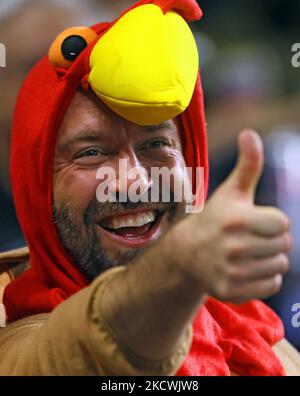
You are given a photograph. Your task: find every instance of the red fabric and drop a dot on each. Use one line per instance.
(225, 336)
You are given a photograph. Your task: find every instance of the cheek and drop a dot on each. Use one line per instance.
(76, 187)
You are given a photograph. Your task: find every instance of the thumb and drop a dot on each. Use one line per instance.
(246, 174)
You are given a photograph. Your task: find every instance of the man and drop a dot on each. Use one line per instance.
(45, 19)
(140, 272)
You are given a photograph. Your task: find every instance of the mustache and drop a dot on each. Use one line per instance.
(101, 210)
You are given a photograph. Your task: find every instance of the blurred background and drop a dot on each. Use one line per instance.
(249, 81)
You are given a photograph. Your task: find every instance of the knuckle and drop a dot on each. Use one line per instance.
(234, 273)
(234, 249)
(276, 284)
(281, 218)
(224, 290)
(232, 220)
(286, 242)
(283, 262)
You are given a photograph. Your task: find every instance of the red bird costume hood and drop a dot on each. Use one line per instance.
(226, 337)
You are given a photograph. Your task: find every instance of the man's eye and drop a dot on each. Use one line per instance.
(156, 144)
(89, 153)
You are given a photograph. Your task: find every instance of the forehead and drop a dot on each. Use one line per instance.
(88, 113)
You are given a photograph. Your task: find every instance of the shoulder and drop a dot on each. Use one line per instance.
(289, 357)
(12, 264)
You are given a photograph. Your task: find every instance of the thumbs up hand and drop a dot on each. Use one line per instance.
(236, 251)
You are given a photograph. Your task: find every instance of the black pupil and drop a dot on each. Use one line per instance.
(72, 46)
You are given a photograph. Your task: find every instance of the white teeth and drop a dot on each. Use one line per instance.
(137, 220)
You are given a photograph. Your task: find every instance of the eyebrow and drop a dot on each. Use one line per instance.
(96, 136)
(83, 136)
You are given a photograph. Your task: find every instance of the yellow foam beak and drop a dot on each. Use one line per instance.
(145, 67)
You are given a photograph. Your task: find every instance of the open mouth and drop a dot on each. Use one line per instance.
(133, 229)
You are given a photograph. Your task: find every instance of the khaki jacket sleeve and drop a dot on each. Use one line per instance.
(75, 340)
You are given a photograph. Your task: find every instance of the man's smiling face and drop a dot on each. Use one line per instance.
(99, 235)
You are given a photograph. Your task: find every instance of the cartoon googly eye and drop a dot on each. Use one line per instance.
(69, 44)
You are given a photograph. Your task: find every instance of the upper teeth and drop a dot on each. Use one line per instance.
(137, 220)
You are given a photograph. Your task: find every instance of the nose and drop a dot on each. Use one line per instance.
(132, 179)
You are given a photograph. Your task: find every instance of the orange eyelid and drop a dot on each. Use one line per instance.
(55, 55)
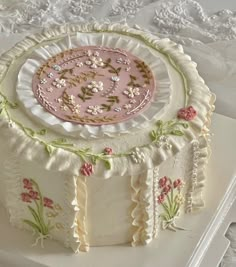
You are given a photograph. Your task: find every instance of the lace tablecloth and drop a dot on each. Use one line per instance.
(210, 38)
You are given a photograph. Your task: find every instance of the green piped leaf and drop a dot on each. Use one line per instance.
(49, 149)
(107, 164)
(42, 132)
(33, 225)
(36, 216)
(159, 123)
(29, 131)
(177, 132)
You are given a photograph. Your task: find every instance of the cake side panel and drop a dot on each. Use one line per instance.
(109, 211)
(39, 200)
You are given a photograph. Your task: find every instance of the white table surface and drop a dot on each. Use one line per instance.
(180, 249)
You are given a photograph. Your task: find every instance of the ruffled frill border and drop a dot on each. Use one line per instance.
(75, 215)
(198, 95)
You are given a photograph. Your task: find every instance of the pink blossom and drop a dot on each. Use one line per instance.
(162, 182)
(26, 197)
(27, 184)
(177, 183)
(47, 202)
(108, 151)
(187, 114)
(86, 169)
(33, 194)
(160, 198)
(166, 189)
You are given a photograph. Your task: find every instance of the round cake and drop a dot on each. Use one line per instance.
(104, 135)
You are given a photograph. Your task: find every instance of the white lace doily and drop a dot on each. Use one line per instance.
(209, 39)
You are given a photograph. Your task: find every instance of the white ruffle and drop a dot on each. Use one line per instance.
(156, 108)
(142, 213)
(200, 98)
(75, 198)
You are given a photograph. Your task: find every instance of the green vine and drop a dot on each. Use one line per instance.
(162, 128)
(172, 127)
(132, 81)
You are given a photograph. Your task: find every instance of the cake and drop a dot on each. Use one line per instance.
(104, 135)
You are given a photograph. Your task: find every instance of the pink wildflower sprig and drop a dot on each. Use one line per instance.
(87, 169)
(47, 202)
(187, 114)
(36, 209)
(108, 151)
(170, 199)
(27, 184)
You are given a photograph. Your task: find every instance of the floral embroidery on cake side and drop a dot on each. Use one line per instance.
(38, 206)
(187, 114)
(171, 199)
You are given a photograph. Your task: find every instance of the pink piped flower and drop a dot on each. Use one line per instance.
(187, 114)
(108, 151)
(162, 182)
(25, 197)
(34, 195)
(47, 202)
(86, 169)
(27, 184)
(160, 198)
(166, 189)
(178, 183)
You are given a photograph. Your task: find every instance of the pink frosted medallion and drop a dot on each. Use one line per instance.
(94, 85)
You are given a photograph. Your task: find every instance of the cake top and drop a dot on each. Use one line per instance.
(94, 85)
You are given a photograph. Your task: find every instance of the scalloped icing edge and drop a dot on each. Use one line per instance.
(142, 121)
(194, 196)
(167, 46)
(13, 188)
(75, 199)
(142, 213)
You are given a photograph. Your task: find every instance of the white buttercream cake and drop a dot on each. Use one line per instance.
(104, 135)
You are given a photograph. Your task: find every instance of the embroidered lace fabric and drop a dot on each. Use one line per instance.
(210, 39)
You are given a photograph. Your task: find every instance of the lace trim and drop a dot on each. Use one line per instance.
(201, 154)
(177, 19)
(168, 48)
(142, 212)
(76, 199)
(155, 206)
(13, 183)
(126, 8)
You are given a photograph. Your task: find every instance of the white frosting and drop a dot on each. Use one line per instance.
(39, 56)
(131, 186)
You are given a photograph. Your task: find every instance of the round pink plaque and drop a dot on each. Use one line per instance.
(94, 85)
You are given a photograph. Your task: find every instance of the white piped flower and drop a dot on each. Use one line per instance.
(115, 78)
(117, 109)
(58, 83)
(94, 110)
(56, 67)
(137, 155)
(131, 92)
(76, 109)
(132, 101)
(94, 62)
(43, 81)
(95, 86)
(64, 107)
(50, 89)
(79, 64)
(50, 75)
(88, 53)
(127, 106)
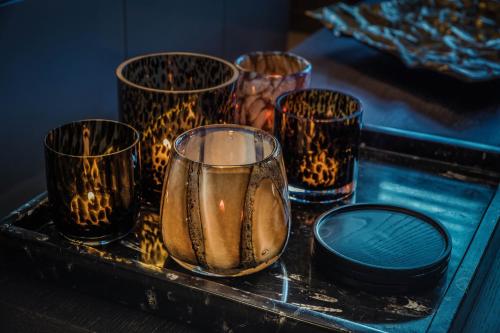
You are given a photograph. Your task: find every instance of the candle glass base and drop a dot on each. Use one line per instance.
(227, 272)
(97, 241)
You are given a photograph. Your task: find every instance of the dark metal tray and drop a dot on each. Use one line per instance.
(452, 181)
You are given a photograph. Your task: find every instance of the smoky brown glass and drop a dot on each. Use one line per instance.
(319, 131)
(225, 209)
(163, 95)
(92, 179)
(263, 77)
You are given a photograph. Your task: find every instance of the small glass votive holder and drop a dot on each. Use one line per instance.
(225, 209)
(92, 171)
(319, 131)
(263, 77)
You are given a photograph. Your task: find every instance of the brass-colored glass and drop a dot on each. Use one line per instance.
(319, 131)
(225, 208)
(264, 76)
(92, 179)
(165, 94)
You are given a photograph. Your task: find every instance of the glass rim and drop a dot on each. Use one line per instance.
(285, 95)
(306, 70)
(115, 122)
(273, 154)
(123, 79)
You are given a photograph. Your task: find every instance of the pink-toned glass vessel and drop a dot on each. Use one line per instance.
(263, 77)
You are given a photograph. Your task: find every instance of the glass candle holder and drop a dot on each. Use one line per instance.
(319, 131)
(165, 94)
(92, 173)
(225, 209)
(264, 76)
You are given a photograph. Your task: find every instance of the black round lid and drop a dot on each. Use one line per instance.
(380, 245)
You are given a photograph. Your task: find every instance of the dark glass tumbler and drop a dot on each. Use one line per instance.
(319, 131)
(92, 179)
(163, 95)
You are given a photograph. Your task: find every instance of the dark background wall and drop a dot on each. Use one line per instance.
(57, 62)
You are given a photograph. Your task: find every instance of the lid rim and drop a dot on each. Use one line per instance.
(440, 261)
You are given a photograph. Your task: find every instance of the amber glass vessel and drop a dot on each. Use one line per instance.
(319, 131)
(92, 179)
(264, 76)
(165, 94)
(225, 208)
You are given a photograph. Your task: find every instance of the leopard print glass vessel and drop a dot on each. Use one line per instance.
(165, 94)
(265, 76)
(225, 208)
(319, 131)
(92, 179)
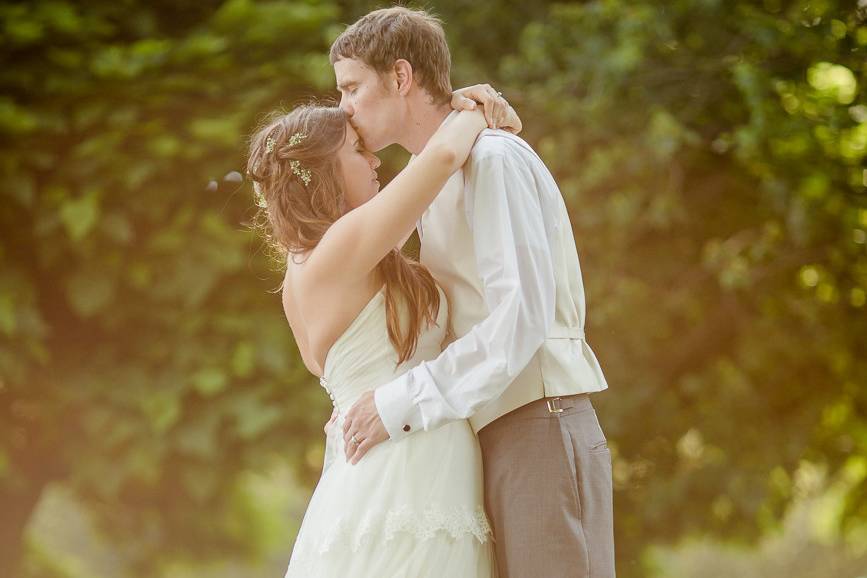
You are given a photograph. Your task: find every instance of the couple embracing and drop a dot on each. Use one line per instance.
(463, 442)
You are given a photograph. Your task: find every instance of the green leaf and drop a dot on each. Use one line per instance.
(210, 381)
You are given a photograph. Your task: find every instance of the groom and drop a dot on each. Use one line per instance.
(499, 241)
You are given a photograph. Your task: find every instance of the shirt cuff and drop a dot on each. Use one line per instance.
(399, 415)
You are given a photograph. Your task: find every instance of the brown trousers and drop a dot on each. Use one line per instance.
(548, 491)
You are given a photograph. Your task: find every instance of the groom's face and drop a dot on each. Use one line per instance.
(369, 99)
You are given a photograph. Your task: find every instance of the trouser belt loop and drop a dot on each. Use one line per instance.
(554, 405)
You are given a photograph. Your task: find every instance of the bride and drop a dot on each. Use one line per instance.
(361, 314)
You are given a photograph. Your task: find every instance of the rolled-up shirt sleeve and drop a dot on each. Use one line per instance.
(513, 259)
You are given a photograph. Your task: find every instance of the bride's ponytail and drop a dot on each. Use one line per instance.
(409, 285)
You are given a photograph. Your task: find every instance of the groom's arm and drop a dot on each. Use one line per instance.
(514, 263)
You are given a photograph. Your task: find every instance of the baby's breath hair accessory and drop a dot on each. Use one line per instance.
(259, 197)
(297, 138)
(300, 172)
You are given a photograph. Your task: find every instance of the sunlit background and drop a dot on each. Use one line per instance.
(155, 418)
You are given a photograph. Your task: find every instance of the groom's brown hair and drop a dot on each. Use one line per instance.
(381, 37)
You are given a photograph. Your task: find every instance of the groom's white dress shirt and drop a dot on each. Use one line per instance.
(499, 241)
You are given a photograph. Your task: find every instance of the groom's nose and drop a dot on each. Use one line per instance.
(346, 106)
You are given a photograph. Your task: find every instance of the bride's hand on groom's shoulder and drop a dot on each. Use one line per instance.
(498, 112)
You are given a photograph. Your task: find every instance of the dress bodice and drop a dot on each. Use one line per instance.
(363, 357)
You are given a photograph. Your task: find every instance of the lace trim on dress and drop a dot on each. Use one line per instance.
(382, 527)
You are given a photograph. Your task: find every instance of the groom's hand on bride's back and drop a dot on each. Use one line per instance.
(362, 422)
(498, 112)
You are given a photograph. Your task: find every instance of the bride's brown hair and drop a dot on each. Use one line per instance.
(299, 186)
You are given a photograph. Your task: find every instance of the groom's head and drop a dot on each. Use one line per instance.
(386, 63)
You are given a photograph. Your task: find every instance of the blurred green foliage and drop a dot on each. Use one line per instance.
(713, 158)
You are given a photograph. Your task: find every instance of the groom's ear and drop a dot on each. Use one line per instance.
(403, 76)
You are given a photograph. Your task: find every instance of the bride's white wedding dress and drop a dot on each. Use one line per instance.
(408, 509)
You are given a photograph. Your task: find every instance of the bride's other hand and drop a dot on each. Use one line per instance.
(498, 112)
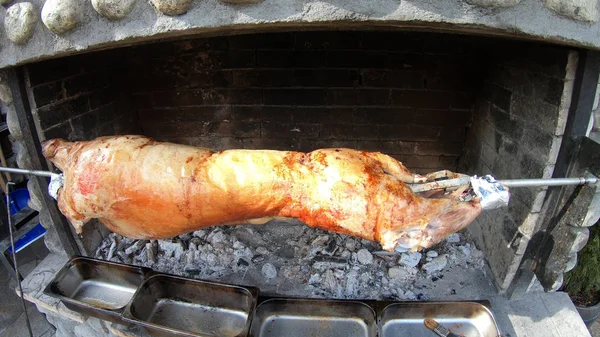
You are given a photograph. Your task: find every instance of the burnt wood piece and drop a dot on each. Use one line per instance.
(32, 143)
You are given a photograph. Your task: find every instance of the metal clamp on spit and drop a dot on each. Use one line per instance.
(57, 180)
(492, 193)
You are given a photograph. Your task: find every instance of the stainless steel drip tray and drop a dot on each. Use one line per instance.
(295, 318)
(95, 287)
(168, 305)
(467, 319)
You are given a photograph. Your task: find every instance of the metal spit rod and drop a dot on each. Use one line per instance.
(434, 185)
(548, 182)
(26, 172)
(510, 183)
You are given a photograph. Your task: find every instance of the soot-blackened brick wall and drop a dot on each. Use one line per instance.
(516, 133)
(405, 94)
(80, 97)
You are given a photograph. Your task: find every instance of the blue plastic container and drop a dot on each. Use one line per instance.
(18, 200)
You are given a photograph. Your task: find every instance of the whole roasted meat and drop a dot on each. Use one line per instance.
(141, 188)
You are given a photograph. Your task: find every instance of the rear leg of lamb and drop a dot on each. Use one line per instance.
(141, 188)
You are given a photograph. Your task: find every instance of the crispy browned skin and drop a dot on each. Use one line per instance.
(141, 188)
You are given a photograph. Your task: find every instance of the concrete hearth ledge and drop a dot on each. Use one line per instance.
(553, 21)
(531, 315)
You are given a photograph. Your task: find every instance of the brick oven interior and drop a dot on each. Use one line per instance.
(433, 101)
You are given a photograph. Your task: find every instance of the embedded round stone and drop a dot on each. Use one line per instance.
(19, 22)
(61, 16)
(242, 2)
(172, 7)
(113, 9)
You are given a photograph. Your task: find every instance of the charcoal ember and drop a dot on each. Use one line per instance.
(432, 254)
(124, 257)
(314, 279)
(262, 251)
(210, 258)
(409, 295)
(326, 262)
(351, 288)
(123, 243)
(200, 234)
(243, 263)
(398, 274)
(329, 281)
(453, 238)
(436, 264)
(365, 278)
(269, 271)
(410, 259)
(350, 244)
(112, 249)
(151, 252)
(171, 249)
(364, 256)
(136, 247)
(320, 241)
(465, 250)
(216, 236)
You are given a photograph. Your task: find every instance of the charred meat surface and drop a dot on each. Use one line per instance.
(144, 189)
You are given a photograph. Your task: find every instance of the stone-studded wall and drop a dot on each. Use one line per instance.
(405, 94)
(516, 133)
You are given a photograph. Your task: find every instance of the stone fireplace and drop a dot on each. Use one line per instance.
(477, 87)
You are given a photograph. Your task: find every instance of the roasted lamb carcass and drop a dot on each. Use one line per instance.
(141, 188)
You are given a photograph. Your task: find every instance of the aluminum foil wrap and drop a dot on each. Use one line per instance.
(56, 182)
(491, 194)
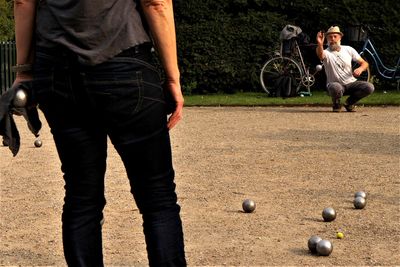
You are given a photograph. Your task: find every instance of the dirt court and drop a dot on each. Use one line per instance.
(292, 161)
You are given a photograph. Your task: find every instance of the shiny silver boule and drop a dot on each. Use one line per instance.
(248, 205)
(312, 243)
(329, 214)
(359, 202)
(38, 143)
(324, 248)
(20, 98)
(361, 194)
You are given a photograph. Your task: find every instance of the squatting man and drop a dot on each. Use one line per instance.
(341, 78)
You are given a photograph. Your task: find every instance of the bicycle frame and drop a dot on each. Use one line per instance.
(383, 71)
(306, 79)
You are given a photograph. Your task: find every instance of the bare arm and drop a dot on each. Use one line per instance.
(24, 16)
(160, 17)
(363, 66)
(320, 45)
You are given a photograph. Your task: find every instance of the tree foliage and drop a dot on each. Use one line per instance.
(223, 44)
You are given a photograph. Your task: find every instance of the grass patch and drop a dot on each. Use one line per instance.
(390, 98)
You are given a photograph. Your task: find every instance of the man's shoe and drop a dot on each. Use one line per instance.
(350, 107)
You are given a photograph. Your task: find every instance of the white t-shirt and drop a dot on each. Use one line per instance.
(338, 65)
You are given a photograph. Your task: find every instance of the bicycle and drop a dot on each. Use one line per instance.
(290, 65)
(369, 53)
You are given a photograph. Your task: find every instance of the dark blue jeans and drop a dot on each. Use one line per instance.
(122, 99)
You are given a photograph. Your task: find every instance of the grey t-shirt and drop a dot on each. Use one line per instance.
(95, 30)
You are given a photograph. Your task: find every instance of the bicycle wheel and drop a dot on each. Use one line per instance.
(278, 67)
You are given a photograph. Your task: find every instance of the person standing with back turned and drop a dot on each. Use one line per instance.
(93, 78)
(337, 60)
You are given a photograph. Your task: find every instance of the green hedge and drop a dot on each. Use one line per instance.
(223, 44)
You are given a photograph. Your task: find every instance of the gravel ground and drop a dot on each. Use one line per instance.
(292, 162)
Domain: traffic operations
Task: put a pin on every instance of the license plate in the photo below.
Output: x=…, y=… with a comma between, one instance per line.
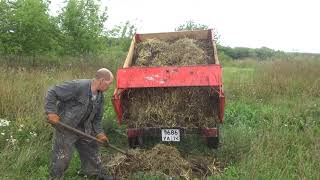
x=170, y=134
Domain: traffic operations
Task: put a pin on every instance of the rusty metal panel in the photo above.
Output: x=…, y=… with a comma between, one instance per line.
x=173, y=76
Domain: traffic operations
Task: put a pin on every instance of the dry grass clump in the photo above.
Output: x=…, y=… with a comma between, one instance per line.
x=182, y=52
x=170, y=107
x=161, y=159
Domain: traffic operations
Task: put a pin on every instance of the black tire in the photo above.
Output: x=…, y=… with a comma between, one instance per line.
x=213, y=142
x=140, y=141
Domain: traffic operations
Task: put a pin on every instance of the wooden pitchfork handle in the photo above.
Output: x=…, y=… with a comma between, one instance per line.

§ **Task brief**:
Copy out each line of the records where the word "above" appears.

§ **Task solution**:
Task: put a pin on every instance of the rusty metal panel in the photo above.
Task: put a pin on every instance of the dry grass clump in the photo above.
Task: put a pin on every instance of the black tire in the photo above.
Task: put a pin on every instance of the wooden pitchfork handle in the photo above.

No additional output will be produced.